> _Annotation data for object locations_:
+ + + +

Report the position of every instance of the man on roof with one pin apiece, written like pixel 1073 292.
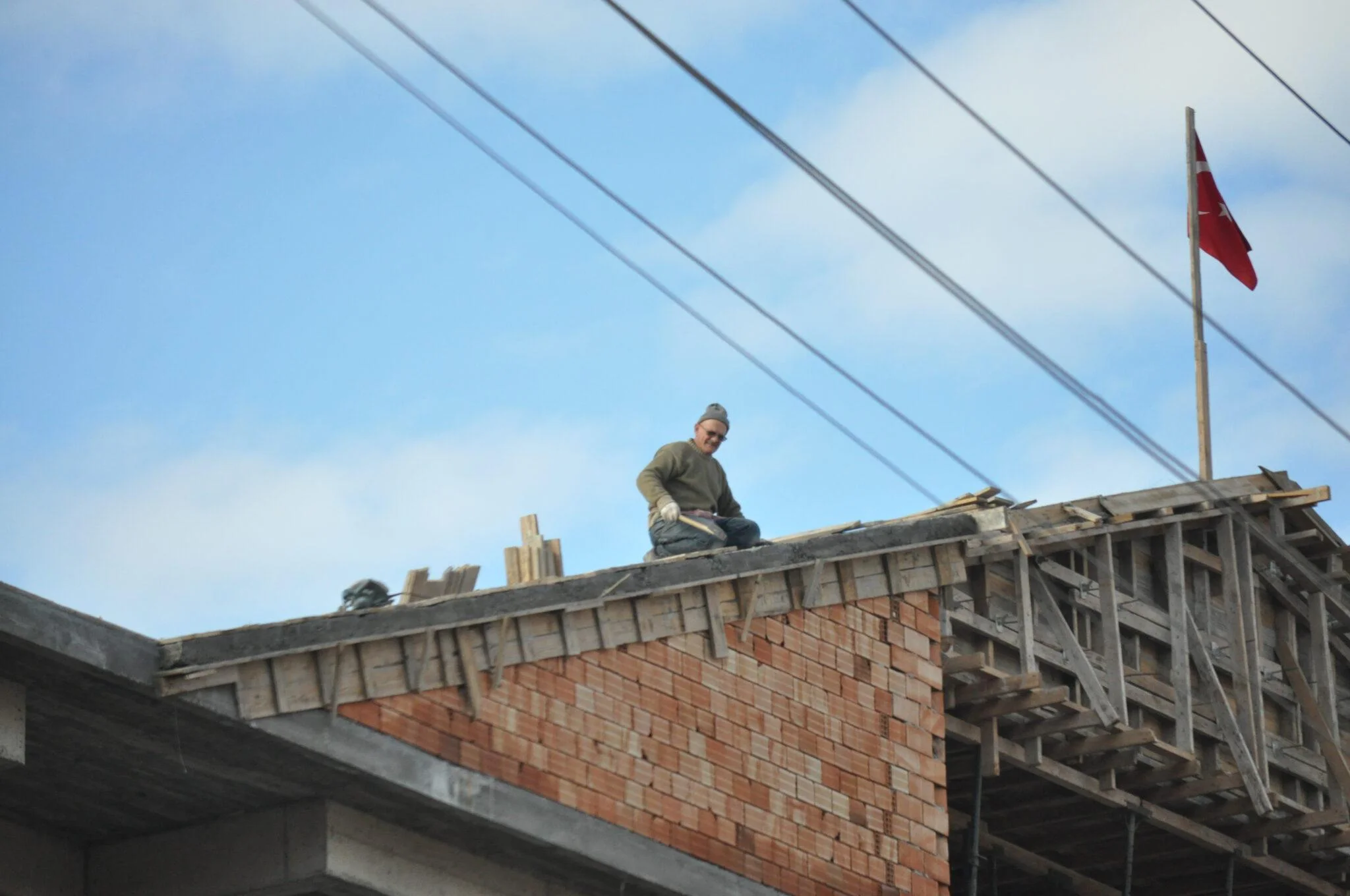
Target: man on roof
pixel 690 507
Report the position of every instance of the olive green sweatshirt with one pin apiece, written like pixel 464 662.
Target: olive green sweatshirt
pixel 684 474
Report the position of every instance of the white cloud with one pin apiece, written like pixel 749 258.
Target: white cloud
pixel 169 542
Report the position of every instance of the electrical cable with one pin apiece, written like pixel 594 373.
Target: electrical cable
pixel 1272 73
pixel 609 247
pixel 570 162
pixel 1106 231
pixel 1100 405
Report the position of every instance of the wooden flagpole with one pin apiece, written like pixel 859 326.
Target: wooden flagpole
pixel 1202 355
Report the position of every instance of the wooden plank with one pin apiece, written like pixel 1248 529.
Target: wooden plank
pixel 1021 704
pixel 469 667
pixel 811 593
pixel 1204 787
pixel 1074 654
pixel 1160 775
pixel 716 627
pixel 1067 879
pixel 1325 686
pixel 1314 715
pixel 1074 721
pixel 1223 715
pixel 1175 574
pixel 1114 654
pixel 991 763
pixel 1202 556
pixel 963 663
pixel 1026 616
pixel 848 580
pixel 994 687
pixel 1101 744
pixel 1252 632
pixel 748 592
pixel 415 586
pixel 1276 826
pixel 949 563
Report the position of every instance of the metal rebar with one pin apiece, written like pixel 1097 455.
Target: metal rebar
pixel 974 840
pixel 1130 824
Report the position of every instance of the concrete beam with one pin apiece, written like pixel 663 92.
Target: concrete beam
pixel 74 638
pixel 14 726
pixel 494 803
pixel 308 848
pixel 34 864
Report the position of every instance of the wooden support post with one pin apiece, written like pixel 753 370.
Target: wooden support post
pixel 1110 627
pixel 1223 715
pixel 470 668
pixel 1316 719
pixel 749 590
pixel 1325 681
pixel 716 627
pixel 1177 616
pixel 1252 630
pixel 1074 654
pixel 1237 628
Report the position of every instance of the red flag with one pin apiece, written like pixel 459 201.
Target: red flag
pixel 1219 234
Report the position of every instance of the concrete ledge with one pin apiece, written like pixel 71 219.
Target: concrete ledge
pixel 34 864
pixel 14 725
pixel 485 799
pixel 84 641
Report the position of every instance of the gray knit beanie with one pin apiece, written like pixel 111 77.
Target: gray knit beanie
pixel 715 412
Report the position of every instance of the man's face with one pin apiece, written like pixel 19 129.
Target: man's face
pixel 709 435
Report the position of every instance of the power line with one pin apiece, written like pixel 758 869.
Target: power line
pixel 1272 72
pixel 568 159
pixel 1100 405
pixel 609 247
pixel 1125 247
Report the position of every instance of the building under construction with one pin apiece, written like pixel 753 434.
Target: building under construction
pixel 1125 694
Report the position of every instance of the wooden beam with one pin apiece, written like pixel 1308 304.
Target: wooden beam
pixel 1074 654
pixel 1072 721
pixel 1101 744
pixel 1325 685
pixel 1252 632
pixel 716 627
pixel 956 664
pixel 1021 704
pixel 1028 861
pixel 1223 715
pixel 994 687
pixel 1204 787
pixel 1312 715
pixel 470 668
pixel 1175 574
pixel 1110 627
pixel 1275 826
pixel 748 589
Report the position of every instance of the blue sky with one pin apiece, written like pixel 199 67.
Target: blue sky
pixel 272 327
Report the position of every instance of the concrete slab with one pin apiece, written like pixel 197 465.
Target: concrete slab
pixel 486 800
pixel 34 864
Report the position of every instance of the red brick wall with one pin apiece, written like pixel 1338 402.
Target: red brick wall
pixel 805 760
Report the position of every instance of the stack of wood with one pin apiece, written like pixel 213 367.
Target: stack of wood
pixel 454 580
pixel 970 501
pixel 537 557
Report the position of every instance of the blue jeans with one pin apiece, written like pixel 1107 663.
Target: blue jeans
pixel 670 539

+ + + +

> _GIVEN EXERCISE_: Copy out every row above word for word, leaving the pictures out.

> _TASK RESULT_:
Report the position of every instance of the man on roof with one pin apiece, written like pixel 1073 292.
Target: man on roof
pixel 690 507
Report the position of every instance of the olive green sweatshirt with one pin apiece, written like pixel 464 662.
Target: olive green sweatshirt
pixel 684 474
Report the position of every instance of the white cloud with one pin apiece, written like pixel 749 258.
Target: white cloud
pixel 169 542
Report the position of every instance of the electrical cable with one pin apiece, written like pixel 594 373.
Target: electrical cable
pixel 1272 73
pixel 609 247
pixel 570 162
pixel 1106 231
pixel 1100 405
Report the position of every instance of the wooden flagpole with one pin apiece, written like pixel 859 326.
Target: wooden flagpole
pixel 1202 355
Report the position of every instance of the wooden plank with one pin apiece, written like pixel 1248 529.
Target: wooden plank
pixel 1021 704
pixel 469 667
pixel 811 593
pixel 1204 787
pixel 1074 654
pixel 1160 775
pixel 716 627
pixel 1067 879
pixel 1325 686
pixel 1314 715
pixel 1074 721
pixel 1223 715
pixel 1175 574
pixel 1114 654
pixel 991 763
pixel 1202 556
pixel 963 663
pixel 1026 616
pixel 848 580
pixel 994 687
pixel 1101 744
pixel 1252 632
pixel 748 592
pixel 415 586
pixel 1276 826
pixel 949 563
Report the position of every instance of the metal rebar with one pin apiece, written like pixel 1097 455.
Target: metal rebar
pixel 974 840
pixel 1130 824
Report the position of every instance of the concrete beam with one pin apiece, written like pixel 663 92.
Target: concrete beam
pixel 74 638
pixel 14 726
pixel 494 803
pixel 308 848
pixel 34 864
Report the position of every instance of the wooden support post with one pin apiece, written like pixel 753 370.
Target: wooden support post
pixel 1110 627
pixel 1223 715
pixel 470 668
pixel 1316 719
pixel 749 590
pixel 1325 681
pixel 716 627
pixel 1177 616
pixel 1252 630
pixel 1074 654
pixel 1237 628
Report the position of every instance of the red flag with one pin apiece, written like pixel 459 201.
Target: red flag
pixel 1219 234
Report the position of every instance of the concrete ledge with one pin apiece, written like pixel 71 219.
Target: concrete ledge
pixel 34 864
pixel 14 725
pixel 485 799
pixel 84 641
Report the position of every instance of the gray knit beanie with one pin apiece, written like pixel 111 77.
Target: gray knit beanie
pixel 715 412
Report the position of every instance of the man's face with one pin apiece, written like pixel 19 129.
Target: man's face
pixel 709 435
Report the position of every instance of the power line with one pin apiece, written like pixel 758 869.
Target: power line
pixel 1272 72
pixel 568 159
pixel 1100 405
pixel 609 247
pixel 1125 247
Report the position of every instance of the building under construction with one pin apiece, written like pixel 753 434.
Target: building under construction
pixel 1125 694
Report the position of every instance of the wooden beam with one pin apiece, written like pixel 1308 304.
Target: wooden beam
pixel 1074 654
pixel 1072 721
pixel 1101 744
pixel 1325 685
pixel 1252 632
pixel 716 627
pixel 956 664
pixel 1021 704
pixel 1028 861
pixel 1223 715
pixel 994 687
pixel 1204 787
pixel 1312 715
pixel 470 668
pixel 1175 574
pixel 1110 627
pixel 1275 826
pixel 748 589
Report the position of every instance of the blue sky with one pin apiece, written like pixel 199 67.
Target: blue sky
pixel 272 327
Report the position of every instance of the concrete slab with one pin apiece, written like pixel 197 465.
Target: concrete slab
pixel 486 800
pixel 34 864
Report the position of every instance of the red brick wall with one pin apiece, written like pixel 1338 402.
Target: red brick wall
pixel 805 760
Report the position of every instance of the stack of wood with one pin apiece, written like pixel 213 367.
Target: stack of wood
pixel 454 580
pixel 970 501
pixel 537 557
Report the position of every instance of the blue jeans with one pin apiece, written like pixel 1107 663.
Target: blue jeans
pixel 670 539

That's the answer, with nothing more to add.